▶ **WHAT TO WORK ON**
Complete, exact copies of all entries are needed.

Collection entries
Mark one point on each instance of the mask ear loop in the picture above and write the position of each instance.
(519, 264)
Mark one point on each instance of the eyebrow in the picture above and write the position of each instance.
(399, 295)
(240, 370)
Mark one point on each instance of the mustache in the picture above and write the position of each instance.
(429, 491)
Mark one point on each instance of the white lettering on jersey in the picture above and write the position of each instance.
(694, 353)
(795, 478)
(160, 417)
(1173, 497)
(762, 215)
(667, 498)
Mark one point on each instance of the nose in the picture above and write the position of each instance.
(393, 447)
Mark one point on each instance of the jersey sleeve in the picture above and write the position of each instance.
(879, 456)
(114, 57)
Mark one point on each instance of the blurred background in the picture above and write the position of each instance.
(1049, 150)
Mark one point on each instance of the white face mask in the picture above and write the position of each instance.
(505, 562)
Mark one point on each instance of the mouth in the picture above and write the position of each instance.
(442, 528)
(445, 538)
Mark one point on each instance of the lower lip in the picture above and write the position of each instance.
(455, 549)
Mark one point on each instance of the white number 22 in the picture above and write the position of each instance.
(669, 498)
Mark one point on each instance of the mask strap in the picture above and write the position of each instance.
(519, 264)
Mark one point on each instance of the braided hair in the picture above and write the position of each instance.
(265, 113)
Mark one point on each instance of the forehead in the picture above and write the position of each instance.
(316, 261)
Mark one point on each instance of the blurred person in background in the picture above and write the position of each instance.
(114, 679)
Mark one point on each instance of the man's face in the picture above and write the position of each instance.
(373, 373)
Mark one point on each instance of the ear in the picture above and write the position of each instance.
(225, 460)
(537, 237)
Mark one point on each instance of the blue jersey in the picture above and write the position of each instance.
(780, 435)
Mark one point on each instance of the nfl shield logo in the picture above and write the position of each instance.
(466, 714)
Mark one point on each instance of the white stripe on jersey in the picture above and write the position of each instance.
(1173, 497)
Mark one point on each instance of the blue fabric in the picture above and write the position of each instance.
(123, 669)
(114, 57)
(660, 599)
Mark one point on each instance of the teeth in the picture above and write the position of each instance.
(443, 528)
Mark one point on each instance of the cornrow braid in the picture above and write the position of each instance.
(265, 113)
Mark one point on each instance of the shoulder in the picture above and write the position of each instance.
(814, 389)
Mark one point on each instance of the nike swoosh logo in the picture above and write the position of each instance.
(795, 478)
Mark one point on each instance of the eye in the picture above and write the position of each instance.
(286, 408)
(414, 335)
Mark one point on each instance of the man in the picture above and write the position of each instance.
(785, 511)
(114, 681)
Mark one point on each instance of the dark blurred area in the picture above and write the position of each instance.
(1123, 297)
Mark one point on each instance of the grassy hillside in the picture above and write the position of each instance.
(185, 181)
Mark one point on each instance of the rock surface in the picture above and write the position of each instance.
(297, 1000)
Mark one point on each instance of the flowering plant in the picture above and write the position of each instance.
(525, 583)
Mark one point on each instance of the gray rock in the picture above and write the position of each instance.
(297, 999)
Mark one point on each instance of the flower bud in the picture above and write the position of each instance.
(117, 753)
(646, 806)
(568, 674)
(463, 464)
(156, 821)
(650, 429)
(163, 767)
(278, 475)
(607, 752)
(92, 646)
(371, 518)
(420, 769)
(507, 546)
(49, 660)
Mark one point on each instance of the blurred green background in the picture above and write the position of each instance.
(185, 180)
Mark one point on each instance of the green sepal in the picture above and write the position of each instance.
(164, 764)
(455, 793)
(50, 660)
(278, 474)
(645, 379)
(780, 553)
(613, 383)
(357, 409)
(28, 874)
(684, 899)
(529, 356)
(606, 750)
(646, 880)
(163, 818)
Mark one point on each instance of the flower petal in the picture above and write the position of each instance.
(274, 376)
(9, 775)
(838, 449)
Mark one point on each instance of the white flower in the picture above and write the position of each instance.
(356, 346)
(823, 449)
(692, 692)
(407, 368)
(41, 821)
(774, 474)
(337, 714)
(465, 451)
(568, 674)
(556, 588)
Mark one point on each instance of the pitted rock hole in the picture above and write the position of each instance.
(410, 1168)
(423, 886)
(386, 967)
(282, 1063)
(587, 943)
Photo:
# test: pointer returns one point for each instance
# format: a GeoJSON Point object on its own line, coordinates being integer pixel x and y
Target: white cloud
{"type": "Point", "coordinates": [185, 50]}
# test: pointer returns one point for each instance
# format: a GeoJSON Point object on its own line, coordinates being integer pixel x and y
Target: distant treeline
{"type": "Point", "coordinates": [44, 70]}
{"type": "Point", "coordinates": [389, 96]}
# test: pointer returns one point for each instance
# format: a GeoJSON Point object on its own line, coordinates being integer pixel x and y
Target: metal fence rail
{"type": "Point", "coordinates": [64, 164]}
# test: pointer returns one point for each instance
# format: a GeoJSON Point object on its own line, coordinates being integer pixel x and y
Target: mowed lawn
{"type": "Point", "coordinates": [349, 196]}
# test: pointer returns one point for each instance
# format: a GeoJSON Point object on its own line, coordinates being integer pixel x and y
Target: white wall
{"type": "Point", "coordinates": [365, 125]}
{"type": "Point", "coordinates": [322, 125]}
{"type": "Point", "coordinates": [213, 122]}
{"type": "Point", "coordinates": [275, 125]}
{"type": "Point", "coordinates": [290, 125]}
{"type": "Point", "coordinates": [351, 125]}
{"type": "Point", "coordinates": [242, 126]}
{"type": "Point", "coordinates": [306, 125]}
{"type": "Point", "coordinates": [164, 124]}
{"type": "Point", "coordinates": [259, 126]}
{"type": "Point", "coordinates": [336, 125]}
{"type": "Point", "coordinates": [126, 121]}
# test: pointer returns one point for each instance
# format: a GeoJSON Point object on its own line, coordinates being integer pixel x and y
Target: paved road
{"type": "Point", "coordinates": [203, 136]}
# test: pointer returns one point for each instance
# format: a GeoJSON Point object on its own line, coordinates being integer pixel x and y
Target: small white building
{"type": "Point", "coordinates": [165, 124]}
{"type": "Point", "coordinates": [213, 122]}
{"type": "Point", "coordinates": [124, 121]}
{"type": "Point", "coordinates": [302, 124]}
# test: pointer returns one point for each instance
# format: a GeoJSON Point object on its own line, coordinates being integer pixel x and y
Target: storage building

▶ **TASK SOLUTION**
Mark one point on each instance of the mask ear loop in the picture above and write the position of each instance.
(519, 264)
Mark one point on each instance of the eyebrow in the picture above and write the position of each instance.
(399, 295)
(240, 370)
Mark one point on each instance of the mustache in the picture above and write the position of each instance.
(429, 491)
Mark one point on each instance of the white lettering on jersey in the picture above and write the position of each instance.
(694, 353)
(795, 478)
(160, 417)
(1173, 497)
(762, 215)
(667, 498)
Mark one point on each instance of the nose in the picture above and write the position of each instance.
(393, 447)
Mark one point on each instance of the jersey sleeve in the picture above and write the position of each instance.
(879, 456)
(114, 57)
Mark one point on each instance of the blurred background in the picture above and write the position of each instance.
(1049, 150)
Mark one point on each instance of the white face mask in the picture above and write the position of each instance.
(505, 562)
Mark one point on each instance of the mouth in the picture above and write the position of each instance.
(442, 528)
(445, 538)
Mark one point on each instance of the lower lip in the picture above and write the position of each instance.
(455, 549)
Mark one point on each instance of the white number 22 in the picture above and write the position of each instance.
(669, 498)
Mark one point on each instance of the mask strap in the picture above and write the position of each instance.
(519, 264)
Mark one point on each instance of the braided hair in the picture above and write the position of each instance.
(265, 113)
Mark one point on each instance of the forehead in the picture above and write the position of each instance.
(316, 261)
Mark one point on each instance of the blurred person in background in the picture above and write the position of each instance.
(114, 679)
Mark one point on each instance of the man's face in the picture above and write the position of each instance.
(373, 373)
Mark one point on each instance of the ear in the picture above and write the position of each instance.
(225, 460)
(537, 237)
Mark one point on each instance of the blue jersey in the picture above and write the position of each instance.
(780, 435)
Mark one point on each instance of the nfl shield logo in the picture above and write the position of each instance.
(466, 714)
Mark one point on each instance of the white stripe on jersey in the picture above and write the position of each instance.
(1173, 497)
Mark one point on each instance of the blue fabric in the picture above and write the position of each instance.
(123, 669)
(114, 57)
(660, 599)
Mark one point on each instance of the teeth in the picture above and write the position of each instance.
(443, 528)
Mark one point on each instance of the cornrow braid in the picture above and write the position of each instance.
(265, 113)
Mark one point on each instance of the shoulder in the picture above and write the position of each instance.
(814, 389)
Mark one point on each instance of the nike swoosh logo in the picture above and write the position of each instance.
(795, 478)
Mark one point on each instance of the eye in the picture above and write the position of each instance.
(286, 408)
(414, 335)
Mark one point on each instance of the man in the picture above and write the position of each instance.
(785, 511)
(114, 681)
Mark one point on each instance of the dark blurred area in the picture above and write the position of each instance.
(1123, 297)
Mark one point on each instance of the grassy hillside in the picture above and write the position of each instance.
(185, 181)
Mark one point on each instance of the rock surface in the picture above and write the position of each instance.
(297, 1000)
Mark one point on each instance of the flowering plant in the picture above and write the position of each instance.
(525, 583)
Mark one point on each instance of the gray rock in the picture above and write the position of each instance.
(297, 999)
Mark one point on each instance of the flower bud in the picture above and write the position of each instance.
(117, 753)
(646, 806)
(568, 674)
(463, 464)
(156, 821)
(650, 429)
(163, 767)
(278, 475)
(607, 752)
(92, 646)
(371, 518)
(420, 769)
(507, 546)
(49, 660)
Mark one point on each instance of the blurred green background in the picture above and write the position of each instance.
(185, 180)
Mark one point on each instance of the green sepal in the picture above and write the position of each instance.
(164, 764)
(455, 793)
(50, 660)
(278, 474)
(645, 379)
(780, 553)
(613, 383)
(357, 409)
(28, 874)
(684, 899)
(529, 356)
(606, 750)
(646, 880)
(163, 818)
Mark one point on each instance of the flower petal in the picture above and write the position of each instance.
(274, 376)
(9, 775)
(838, 449)
Mark one point on each instance of the white flower in the picture above and write the position of each instance.
(356, 346)
(823, 449)
(692, 692)
(407, 368)
(41, 821)
(774, 474)
(337, 714)
(465, 451)
(568, 674)
(556, 588)
Mark one point on each instance of the pitted rock hole in the picture above and write the position of each instance.
(410, 1168)
(423, 886)
(386, 967)
(282, 1063)
(587, 943)
Photo:
# test: pointer returns one point for each instance
# format: a GeoJSON Point object on its own line, coordinates being integer pixel x and y
Target: white cloud
{"type": "Point", "coordinates": [185, 50]}
# test: pointer returns one point for each instance
# format: a GeoJSON Point object on its own line, coordinates being integer pixel x and y
Target: distant treeline
{"type": "Point", "coordinates": [44, 70]}
{"type": "Point", "coordinates": [389, 96]}
# test: pointer returns one point for each instance
# format: a GeoJSON Point object on its own line, coordinates being integer pixel x and y
Target: metal fence rail
{"type": "Point", "coordinates": [64, 164]}
# test: pointer returns one point for each instance
# format: a GeoJSON Point object on its own line, coordinates being integer pixel x and y
Target: mowed lawn
{"type": "Point", "coordinates": [349, 196]}
# test: pointer returns one point for each instance
# format: a GeoJSON Point object on its own line, coordinates being integer pixel x and y
Target: white wall
{"type": "Point", "coordinates": [365, 125]}
{"type": "Point", "coordinates": [322, 125]}
{"type": "Point", "coordinates": [213, 122]}
{"type": "Point", "coordinates": [275, 125]}
{"type": "Point", "coordinates": [290, 125]}
{"type": "Point", "coordinates": [351, 125]}
{"type": "Point", "coordinates": [242, 126]}
{"type": "Point", "coordinates": [306, 125]}
{"type": "Point", "coordinates": [164, 124]}
{"type": "Point", "coordinates": [259, 126]}
{"type": "Point", "coordinates": [336, 125]}
{"type": "Point", "coordinates": [126, 121]}
# test: pointer returns one point for each instance
# format: a GeoJSON Point object on its own line, coordinates being integer pixel x and y
Target: paved road
{"type": "Point", "coordinates": [203, 136]}
# test: pointer returns one point for each instance
# format: a GeoJSON Point object on its own line, coordinates being integer pixel x and y
Target: small white building
{"type": "Point", "coordinates": [165, 124]}
{"type": "Point", "coordinates": [213, 122]}
{"type": "Point", "coordinates": [124, 121]}
{"type": "Point", "coordinates": [302, 124]}
# test: pointer returns one point for each instance
# format: a GeoJSON Point object on its own line, coordinates being integer pixel x and y
Target: storage building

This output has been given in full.